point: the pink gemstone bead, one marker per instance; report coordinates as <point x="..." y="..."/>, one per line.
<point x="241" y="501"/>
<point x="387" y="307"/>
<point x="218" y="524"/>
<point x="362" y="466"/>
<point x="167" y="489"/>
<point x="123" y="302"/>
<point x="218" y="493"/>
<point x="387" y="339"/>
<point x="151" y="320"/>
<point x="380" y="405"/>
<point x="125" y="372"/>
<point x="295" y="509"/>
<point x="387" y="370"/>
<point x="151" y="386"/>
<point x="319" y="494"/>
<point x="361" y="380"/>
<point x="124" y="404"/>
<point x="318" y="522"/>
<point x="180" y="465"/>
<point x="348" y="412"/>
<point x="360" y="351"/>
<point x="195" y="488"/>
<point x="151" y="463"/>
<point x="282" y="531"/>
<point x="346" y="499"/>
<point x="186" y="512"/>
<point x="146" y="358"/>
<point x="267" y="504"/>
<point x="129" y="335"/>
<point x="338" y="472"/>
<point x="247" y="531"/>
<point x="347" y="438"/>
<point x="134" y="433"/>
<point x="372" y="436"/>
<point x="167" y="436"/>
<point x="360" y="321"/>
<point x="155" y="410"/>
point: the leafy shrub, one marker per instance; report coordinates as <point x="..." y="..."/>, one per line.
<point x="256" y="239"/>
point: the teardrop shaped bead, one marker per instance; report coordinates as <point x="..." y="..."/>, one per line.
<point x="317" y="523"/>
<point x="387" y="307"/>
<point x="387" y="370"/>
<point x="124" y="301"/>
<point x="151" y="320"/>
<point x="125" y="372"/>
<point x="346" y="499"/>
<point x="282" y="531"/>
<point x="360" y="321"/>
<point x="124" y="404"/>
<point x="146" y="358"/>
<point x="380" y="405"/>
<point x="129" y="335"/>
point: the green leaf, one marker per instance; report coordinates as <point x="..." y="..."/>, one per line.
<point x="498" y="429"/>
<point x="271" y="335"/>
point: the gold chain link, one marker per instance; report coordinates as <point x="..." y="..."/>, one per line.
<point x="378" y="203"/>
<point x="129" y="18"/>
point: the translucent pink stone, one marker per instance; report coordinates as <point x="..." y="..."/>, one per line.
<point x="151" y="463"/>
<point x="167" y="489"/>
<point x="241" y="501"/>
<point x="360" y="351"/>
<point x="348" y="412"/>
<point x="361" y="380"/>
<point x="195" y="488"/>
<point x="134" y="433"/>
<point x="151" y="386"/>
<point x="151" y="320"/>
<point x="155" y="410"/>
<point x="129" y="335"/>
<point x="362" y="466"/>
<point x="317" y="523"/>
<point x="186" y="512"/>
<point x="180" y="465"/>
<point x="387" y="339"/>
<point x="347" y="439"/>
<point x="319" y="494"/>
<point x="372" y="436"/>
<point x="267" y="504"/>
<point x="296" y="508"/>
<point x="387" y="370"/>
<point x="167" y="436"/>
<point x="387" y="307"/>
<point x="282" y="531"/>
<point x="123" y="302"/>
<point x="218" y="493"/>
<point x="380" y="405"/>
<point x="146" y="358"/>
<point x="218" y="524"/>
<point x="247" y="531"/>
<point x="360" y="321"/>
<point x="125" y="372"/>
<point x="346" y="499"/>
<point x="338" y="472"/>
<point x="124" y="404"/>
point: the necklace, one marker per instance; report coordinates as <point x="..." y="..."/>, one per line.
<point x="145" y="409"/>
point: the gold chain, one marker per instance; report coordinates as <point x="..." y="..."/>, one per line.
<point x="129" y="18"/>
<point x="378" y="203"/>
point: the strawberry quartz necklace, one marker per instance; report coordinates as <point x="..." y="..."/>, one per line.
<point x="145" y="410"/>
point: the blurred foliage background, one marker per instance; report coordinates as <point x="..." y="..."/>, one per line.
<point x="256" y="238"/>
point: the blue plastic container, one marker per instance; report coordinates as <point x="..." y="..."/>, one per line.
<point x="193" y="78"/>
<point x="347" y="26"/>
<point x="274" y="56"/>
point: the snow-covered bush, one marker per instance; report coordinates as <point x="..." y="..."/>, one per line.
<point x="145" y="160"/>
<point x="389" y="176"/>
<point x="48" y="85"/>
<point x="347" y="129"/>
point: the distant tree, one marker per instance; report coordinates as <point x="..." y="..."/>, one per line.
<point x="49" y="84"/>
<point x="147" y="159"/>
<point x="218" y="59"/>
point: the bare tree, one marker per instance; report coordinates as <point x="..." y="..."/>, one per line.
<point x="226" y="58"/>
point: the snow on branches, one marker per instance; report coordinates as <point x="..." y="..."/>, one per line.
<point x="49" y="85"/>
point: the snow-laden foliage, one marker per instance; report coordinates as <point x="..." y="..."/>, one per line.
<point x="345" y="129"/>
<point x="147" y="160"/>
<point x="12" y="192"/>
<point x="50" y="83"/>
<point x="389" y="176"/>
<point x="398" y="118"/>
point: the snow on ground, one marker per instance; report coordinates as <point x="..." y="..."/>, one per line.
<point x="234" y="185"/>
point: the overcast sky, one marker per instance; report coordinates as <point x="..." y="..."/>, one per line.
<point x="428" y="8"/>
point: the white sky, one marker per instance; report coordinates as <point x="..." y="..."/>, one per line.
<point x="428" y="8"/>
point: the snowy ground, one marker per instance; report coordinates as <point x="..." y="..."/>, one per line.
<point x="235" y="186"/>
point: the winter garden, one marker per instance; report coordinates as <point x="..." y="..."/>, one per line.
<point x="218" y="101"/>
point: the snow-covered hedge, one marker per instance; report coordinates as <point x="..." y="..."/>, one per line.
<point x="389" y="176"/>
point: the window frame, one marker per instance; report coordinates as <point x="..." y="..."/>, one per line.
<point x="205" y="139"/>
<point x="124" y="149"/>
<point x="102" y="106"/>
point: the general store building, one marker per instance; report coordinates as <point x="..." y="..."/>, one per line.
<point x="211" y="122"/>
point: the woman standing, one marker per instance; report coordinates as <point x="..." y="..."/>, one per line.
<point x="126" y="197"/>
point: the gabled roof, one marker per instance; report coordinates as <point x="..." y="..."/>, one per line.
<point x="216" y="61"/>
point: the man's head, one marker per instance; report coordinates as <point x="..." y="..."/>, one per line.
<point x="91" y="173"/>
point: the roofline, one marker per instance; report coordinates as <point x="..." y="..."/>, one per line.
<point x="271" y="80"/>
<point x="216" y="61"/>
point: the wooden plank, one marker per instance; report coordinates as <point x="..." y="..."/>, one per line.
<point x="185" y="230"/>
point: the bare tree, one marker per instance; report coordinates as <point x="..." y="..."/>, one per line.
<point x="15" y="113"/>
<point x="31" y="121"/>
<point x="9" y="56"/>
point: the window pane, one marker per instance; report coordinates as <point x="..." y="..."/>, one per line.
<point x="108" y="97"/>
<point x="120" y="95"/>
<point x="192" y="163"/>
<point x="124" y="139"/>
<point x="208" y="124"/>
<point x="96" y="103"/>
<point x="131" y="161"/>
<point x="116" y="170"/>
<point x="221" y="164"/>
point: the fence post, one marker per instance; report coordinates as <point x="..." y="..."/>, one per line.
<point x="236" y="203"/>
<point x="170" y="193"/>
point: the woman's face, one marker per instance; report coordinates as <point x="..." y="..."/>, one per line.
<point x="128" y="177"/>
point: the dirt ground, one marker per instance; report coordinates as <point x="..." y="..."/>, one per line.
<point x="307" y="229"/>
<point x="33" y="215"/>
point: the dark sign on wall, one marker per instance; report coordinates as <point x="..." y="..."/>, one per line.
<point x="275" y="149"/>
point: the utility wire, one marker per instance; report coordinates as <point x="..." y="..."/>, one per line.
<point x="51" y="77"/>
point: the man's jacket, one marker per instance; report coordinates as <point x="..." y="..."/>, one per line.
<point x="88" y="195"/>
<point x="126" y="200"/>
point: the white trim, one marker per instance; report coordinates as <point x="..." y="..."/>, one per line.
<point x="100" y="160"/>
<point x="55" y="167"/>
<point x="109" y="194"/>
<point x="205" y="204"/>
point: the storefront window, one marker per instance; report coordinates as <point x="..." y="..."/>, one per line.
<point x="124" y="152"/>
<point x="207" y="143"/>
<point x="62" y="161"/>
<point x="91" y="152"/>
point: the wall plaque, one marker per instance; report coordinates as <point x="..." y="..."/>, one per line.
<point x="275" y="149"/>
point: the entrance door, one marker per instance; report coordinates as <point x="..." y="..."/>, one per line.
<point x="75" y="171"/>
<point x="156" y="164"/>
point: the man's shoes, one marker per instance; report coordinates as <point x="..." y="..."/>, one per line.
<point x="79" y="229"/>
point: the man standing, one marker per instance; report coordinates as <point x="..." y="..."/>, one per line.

● AIM OF THE EXERCISE:
Can you repeat, word for word, every line from the one holding "point: the utility" through the final line of the rows, both ends included?

● EXERCISE OUTPUT:
point: the utility wire, one marker per instance; report coordinates as <point x="..." y="..."/>, one per line.
<point x="51" y="77"/>
point: the man's jacket, one marker per instance; report coordinates as <point x="..." y="..."/>, one per line.
<point x="88" y="195"/>
<point x="126" y="200"/>
point: the white trim, one marker per instance; report coordinates as <point x="..." y="..."/>, one per line.
<point x="100" y="160"/>
<point x="55" y="167"/>
<point x="109" y="194"/>
<point x="205" y="204"/>
point: the storefront window, one marker per instance; report coordinates as <point x="..." y="..."/>, one per line.
<point x="124" y="152"/>
<point x="207" y="143"/>
<point x="62" y="161"/>
<point x="91" y="152"/>
point: the wall plaque, one marker per instance; report coordinates as <point x="..." y="..."/>, one per line.
<point x="275" y="149"/>
point: the entrance door, one marker per instance; report coordinates as <point x="..." y="..."/>, one per line.
<point x="75" y="171"/>
<point x="156" y="164"/>
point: the man's shoes, one marker per instance; report coordinates as <point x="..." y="..."/>, one per line.
<point x="79" y="229"/>
point: the man standing, one marker per instance; report coordinates as <point x="..." y="..."/>, one per line.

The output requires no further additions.